RECORDS FOR THE TASK section start

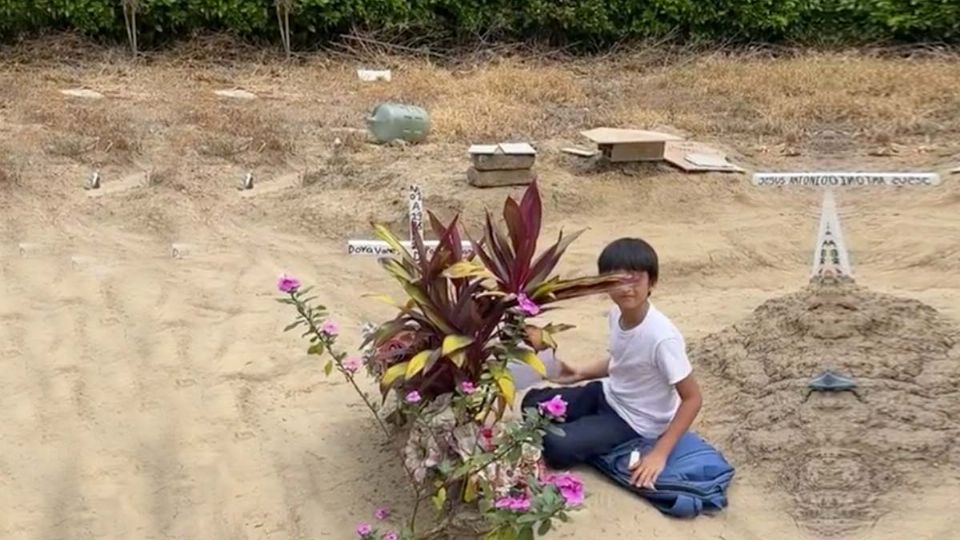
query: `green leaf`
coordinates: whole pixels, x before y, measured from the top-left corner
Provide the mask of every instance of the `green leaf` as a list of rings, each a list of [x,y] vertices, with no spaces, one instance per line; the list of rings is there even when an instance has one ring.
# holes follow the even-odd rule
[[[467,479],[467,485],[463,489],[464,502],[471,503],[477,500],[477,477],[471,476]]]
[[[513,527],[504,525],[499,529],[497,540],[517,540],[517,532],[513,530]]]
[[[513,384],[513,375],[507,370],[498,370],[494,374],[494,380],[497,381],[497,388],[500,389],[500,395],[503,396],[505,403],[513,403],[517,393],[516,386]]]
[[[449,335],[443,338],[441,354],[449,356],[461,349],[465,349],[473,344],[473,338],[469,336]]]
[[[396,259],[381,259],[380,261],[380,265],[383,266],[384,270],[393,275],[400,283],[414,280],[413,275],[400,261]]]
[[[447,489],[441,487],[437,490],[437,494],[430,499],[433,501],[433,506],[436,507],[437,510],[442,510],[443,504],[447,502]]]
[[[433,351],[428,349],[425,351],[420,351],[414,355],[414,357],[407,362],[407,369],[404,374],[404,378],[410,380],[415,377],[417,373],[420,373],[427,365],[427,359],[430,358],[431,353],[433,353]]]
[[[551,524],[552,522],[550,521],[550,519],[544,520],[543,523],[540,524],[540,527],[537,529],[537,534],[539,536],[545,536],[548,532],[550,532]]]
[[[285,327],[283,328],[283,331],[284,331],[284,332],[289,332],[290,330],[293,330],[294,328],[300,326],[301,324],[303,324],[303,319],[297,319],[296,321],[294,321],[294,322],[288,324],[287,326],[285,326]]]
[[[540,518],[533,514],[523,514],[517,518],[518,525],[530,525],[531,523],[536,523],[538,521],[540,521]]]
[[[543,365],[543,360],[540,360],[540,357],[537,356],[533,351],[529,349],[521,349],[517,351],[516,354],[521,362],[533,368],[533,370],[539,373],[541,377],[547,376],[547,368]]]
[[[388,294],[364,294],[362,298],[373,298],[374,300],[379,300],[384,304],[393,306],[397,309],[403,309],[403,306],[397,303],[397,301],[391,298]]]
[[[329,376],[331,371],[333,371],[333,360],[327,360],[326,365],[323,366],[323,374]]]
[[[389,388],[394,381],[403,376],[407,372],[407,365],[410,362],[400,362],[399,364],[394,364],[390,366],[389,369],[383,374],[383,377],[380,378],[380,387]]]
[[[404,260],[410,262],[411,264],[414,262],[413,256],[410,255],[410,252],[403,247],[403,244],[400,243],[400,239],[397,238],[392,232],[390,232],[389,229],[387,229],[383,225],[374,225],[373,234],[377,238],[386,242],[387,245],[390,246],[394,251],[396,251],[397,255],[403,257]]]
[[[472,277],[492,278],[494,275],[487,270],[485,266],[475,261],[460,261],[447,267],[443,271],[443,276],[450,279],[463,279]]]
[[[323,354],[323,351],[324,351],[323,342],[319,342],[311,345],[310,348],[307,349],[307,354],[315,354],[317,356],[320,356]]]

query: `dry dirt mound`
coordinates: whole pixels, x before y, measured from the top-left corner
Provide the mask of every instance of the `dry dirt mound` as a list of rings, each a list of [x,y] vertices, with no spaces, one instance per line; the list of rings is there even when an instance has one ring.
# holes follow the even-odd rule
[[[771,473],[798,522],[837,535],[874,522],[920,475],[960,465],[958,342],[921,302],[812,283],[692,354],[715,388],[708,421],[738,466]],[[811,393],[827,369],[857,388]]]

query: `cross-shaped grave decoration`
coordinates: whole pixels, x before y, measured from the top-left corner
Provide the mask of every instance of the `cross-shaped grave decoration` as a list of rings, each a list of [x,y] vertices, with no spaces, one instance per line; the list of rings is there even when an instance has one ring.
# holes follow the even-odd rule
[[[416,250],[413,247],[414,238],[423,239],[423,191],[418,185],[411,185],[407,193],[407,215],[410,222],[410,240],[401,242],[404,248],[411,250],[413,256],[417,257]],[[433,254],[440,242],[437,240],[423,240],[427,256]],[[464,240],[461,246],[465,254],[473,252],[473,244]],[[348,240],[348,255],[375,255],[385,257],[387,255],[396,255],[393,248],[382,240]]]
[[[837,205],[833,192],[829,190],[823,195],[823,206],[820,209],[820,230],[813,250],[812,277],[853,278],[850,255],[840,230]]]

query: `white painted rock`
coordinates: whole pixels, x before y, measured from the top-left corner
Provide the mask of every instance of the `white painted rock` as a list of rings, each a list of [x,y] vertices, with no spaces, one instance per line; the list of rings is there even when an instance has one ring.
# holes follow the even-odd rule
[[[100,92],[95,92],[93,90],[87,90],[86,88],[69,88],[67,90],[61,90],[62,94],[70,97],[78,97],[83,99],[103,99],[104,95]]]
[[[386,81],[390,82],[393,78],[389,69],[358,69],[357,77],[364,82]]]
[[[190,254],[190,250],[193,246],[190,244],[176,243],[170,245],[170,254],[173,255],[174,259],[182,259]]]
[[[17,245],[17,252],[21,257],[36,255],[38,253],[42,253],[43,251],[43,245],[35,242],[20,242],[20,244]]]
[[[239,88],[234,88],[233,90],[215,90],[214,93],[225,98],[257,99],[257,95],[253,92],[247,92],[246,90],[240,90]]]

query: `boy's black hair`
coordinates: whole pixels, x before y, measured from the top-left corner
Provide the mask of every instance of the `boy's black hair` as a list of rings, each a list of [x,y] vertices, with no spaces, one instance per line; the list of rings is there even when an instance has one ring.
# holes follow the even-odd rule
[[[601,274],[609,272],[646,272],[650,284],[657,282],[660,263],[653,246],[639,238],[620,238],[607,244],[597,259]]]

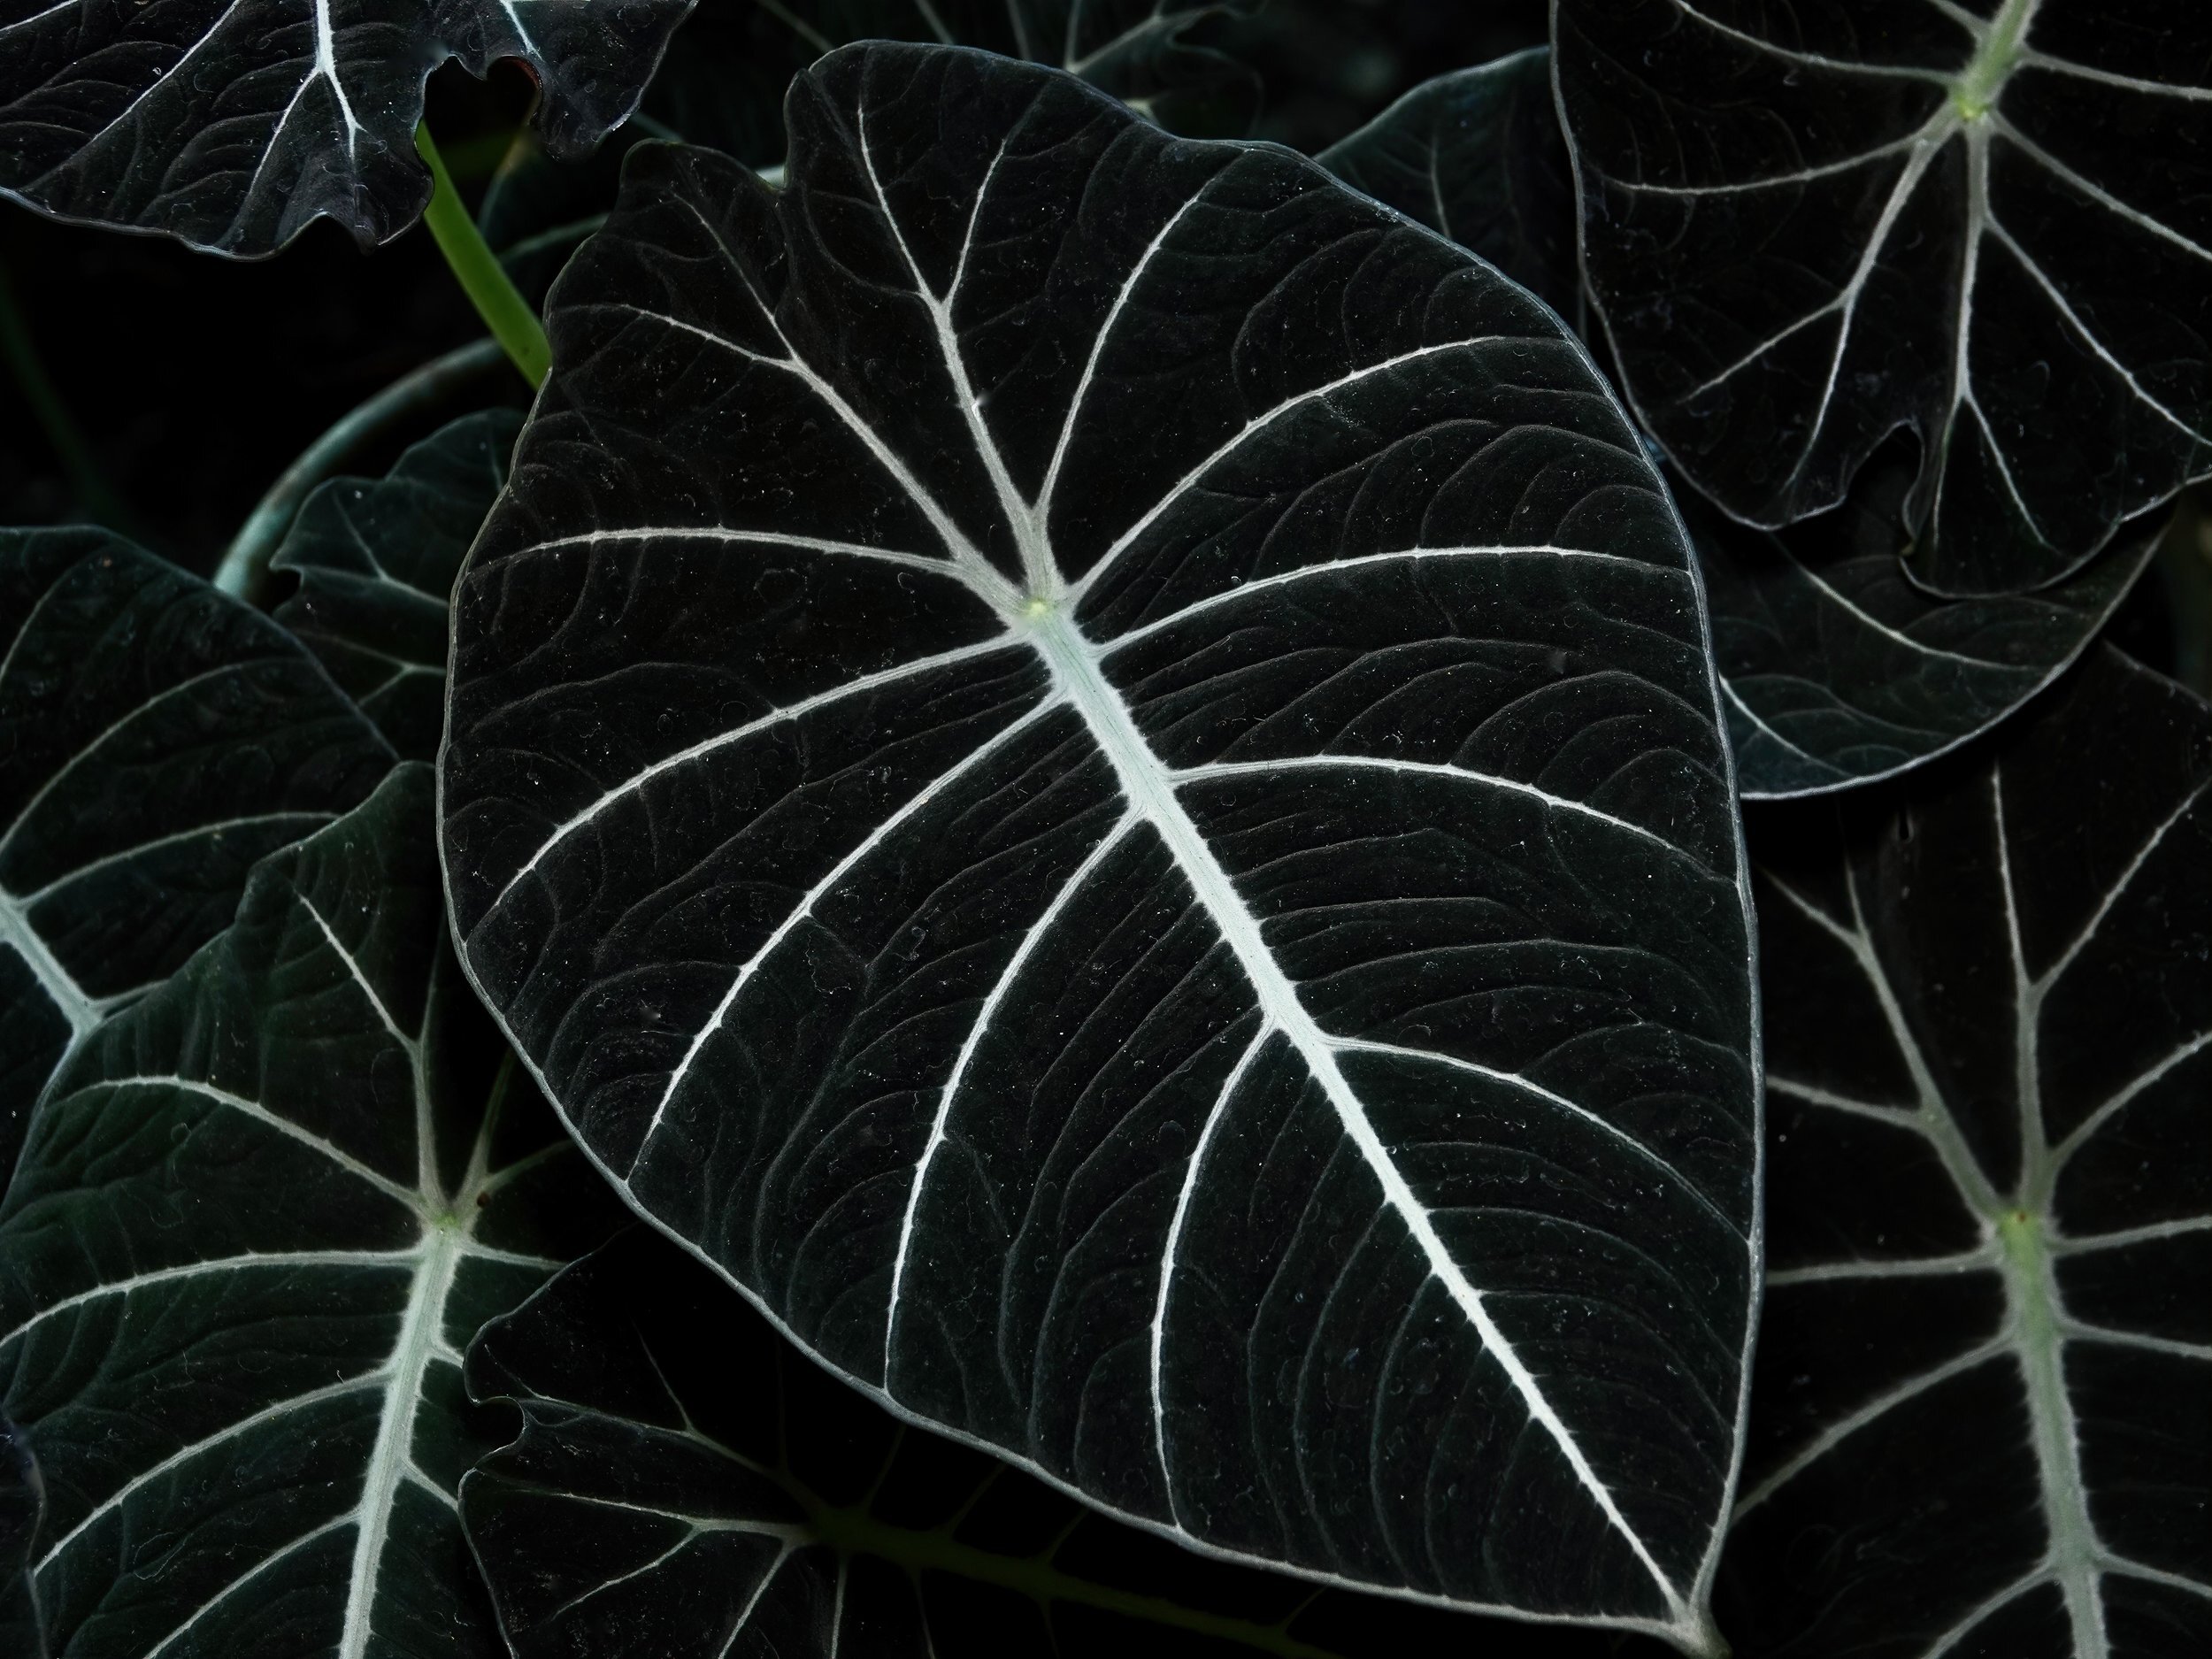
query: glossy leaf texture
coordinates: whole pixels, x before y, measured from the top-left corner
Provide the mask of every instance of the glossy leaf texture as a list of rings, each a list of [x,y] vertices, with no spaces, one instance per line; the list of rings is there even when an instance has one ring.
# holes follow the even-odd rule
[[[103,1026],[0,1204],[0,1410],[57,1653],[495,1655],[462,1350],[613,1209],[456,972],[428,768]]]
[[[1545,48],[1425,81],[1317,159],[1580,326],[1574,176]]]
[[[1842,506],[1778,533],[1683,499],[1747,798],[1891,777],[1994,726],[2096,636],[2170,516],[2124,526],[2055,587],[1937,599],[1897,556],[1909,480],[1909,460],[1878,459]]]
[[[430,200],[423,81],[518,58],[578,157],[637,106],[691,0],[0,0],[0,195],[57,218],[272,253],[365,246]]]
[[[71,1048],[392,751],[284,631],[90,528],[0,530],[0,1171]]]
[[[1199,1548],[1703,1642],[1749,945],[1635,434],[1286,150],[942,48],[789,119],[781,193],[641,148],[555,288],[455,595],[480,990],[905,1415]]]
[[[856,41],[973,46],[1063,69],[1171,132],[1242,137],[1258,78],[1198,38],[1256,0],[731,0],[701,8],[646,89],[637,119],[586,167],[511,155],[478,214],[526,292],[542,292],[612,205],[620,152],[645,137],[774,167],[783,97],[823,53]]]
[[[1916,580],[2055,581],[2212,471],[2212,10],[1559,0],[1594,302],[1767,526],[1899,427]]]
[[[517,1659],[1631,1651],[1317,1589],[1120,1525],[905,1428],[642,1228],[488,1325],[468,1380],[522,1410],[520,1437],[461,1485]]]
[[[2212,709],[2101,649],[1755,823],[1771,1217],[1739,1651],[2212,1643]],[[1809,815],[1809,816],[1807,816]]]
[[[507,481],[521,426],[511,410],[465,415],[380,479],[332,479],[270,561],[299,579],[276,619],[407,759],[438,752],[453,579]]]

RECORDS FOR THE TASK section end

EXERCISE:
The answer must consist of the entries above, reproduced word for word, without any pictures.

TASK ANSWER:
query: `green leaf`
coordinates: whole pixels, x before y, measured from the top-left corner
Provide the mask of every instance of the `green leaf` as a list of rings, each a list of [x,y] vertices, with no spaces, one instance per line; the list of rings is there even when an instance has one ring.
# holes follow the even-odd rule
[[[467,479],[467,485],[463,489],[464,502],[471,503],[477,500],[477,477],[471,476]]]
[[[513,527],[504,525],[499,529],[497,540],[517,540],[517,532],[513,530]]]
[[[513,384],[513,375],[507,370],[498,370],[494,374],[494,380],[497,381],[497,388],[500,389],[500,395],[503,396],[505,403],[513,403],[517,393],[516,386]]]
[[[449,335],[443,338],[441,354],[449,356],[461,349],[465,349],[473,344],[473,338],[469,336]]]
[[[396,259],[381,259],[380,261],[380,265],[383,266],[384,270],[393,275],[400,283],[414,280],[413,275],[400,261]]]
[[[447,489],[441,487],[437,490],[437,494],[430,499],[433,501],[433,506],[436,507],[437,510],[442,510],[443,504],[447,502]]]
[[[433,351],[428,349],[425,351],[420,351],[414,355],[414,357],[407,362],[407,369],[404,374],[404,378],[410,380],[415,377],[417,373],[420,373],[427,365],[427,359],[430,358],[431,353],[433,353]]]
[[[551,524],[552,522],[550,521],[550,519],[544,520],[543,523],[540,524],[540,527],[537,529],[537,534],[539,536],[545,536],[548,532],[550,532]]]
[[[285,327],[283,328],[283,331],[284,331],[284,332],[289,332],[290,330],[293,330],[294,328],[300,326],[301,324],[303,324],[303,319],[297,319],[296,321],[294,321],[294,322],[288,324],[287,326],[285,326]]]
[[[540,518],[533,514],[523,514],[517,518],[518,525],[530,525],[531,523],[536,523],[538,521],[540,521]]]
[[[543,365],[543,360],[540,360],[540,357],[537,356],[533,351],[529,349],[521,349],[517,351],[516,354],[521,362],[533,368],[533,370],[539,373],[541,377],[547,376],[547,368]]]
[[[388,294],[364,294],[362,298],[373,298],[374,300],[379,300],[384,304],[393,306],[397,309],[403,309],[403,306],[397,303],[397,301],[391,298]]]
[[[329,376],[331,371],[333,371],[333,360],[327,360],[326,365],[323,366],[323,374]]]
[[[389,388],[394,381],[403,376],[407,372],[407,365],[410,362],[400,362],[399,364],[394,364],[390,366],[389,369],[383,374],[383,377],[380,378],[380,387]]]
[[[404,260],[410,262],[411,264],[414,262],[413,256],[410,255],[410,252],[403,247],[403,244],[400,243],[400,239],[397,238],[392,232],[390,232],[389,229],[387,229],[383,225],[374,225],[373,234],[377,238],[386,242],[387,245],[390,246],[394,251],[396,251],[397,255],[403,257]]]
[[[472,277],[492,278],[494,275],[487,270],[485,266],[475,261],[460,261],[447,267],[443,271],[443,276],[450,279],[463,279]]]
[[[323,354],[323,351],[324,351],[323,342],[319,342],[311,345],[310,348],[307,349],[307,354],[315,354],[317,356],[320,356]]]

query: `dry dirt mound`
coordinates: whole pixels, x before y, measured from the top-left corner
Provide the mask of every instance of the `dry dirt mound` as a list of rings, each a list of [x,y] vertices, with no spaces, one instance per line; the list of rings is there even when an instance has one ring.
# holes follow the even-odd rule
[[[771,473],[798,522],[837,535],[874,522],[920,475],[960,465],[958,342],[921,302],[812,283],[692,354],[715,388],[708,421],[738,466]],[[811,393],[827,369],[857,388]]]

query: `cross-shaped grave decoration`
coordinates: whole pixels, x before y, measured from the top-left corner
Provide the mask of every instance of the `cross-shaped grave decoration` as a list of rings, each a list of [x,y] vertices, with no spaces, one instance per line; the list of rings is there even when an instance has one ring.
# holes follow the even-odd rule
[[[416,250],[413,247],[414,238],[423,239],[423,191],[418,185],[411,185],[407,193],[407,215],[410,222],[410,240],[401,242],[404,248],[411,250],[413,256],[417,257]],[[433,254],[440,242],[437,240],[423,240],[427,256]],[[464,240],[461,246],[465,254],[473,252],[473,244]],[[348,240],[348,255],[375,255],[385,257],[387,255],[396,255],[393,248],[382,240]]]
[[[837,205],[833,192],[829,190],[823,195],[823,206],[820,209],[820,230],[813,250],[812,277],[853,278],[850,255],[840,230]]]

query: `white painted rock`
coordinates: whole pixels, x before y, measured from the top-left corner
Provide the mask of every instance of the `white painted rock` as a list of rings, each a list of [x,y] vertices, with no spaces, one instance per line; the list of rings is there even when an instance has one ring.
# holes follow the even-odd rule
[[[100,92],[95,92],[93,90],[87,90],[86,88],[69,88],[67,90],[61,90],[62,94],[70,97],[78,97],[83,99],[103,99],[104,95]]]
[[[386,81],[390,82],[393,78],[389,69],[358,69],[357,77],[364,82]]]
[[[190,254],[190,250],[193,246],[190,244],[176,243],[170,245],[170,254],[173,255],[174,259],[182,259]]]
[[[17,245],[17,252],[21,257],[36,255],[38,253],[42,253],[43,251],[43,245],[35,242],[20,242],[20,244]]]
[[[239,88],[234,88],[233,90],[215,90],[214,93],[225,98],[257,99],[257,95],[253,92],[247,92],[246,90],[240,90]]]

query: `boy's black hair`
coordinates: whole pixels, x before y, measured from the top-left corner
Provide the mask of every instance of the `boy's black hair` as a list of rings, each a list of [x,y] vertices, with no spaces, one instance per line; the list of rings is there even when an instance has one ring.
# holes follow the even-odd rule
[[[601,274],[609,272],[646,272],[650,284],[657,282],[660,263],[653,246],[639,238],[620,238],[607,244],[597,259]]]

query: glossy leaf texture
coordinates: whole pixels, x before y, measured from the top-left corner
Provide the mask of every instance of the glossy leaf texture as a list of rings, each a list of [x,y] vertices, with no spaces, one instance per line; the list of rings is there even when an instance has one ring.
# holes follow the even-odd rule
[[[103,1026],[0,1204],[0,1410],[57,1653],[495,1655],[462,1350],[613,1209],[456,972],[428,768]]]
[[[1545,48],[1425,81],[1317,159],[1580,326],[1574,176]]]
[[[1842,506],[1778,533],[1683,499],[1747,798],[1891,777],[1994,726],[2096,636],[2170,516],[2124,526],[2055,587],[1937,599],[1897,556],[1909,480],[1909,460],[1878,459]]]
[[[430,200],[423,81],[518,58],[578,157],[637,106],[691,0],[0,0],[0,195],[57,218],[272,253],[365,246]]]
[[[71,1048],[392,751],[284,631],[90,528],[0,530],[0,1171]]]
[[[1199,1548],[1703,1642],[1749,945],[1635,434],[1286,150],[942,48],[789,119],[781,193],[641,148],[555,288],[455,595],[480,990],[905,1415]]]
[[[856,41],[973,46],[1063,69],[1171,132],[1242,137],[1258,78],[1198,38],[1256,0],[731,0],[701,8],[646,89],[637,119],[586,167],[511,155],[478,214],[526,292],[542,292],[612,205],[620,152],[645,137],[774,167],[783,97],[823,53]]]
[[[1916,580],[2055,581],[2212,471],[2212,10],[1559,0],[1594,302],[1767,526],[1899,427]]]
[[[517,1659],[1631,1651],[1317,1589],[1120,1525],[905,1428],[642,1228],[488,1325],[468,1380],[522,1410],[520,1437],[461,1485]]]
[[[2212,709],[2101,649],[1755,823],[1771,1217],[1739,1651],[2212,1643]],[[1809,815],[1809,816],[1807,816]]]
[[[507,481],[521,426],[511,410],[465,415],[380,479],[332,479],[270,561],[299,579],[276,619],[407,759],[438,752],[453,579]]]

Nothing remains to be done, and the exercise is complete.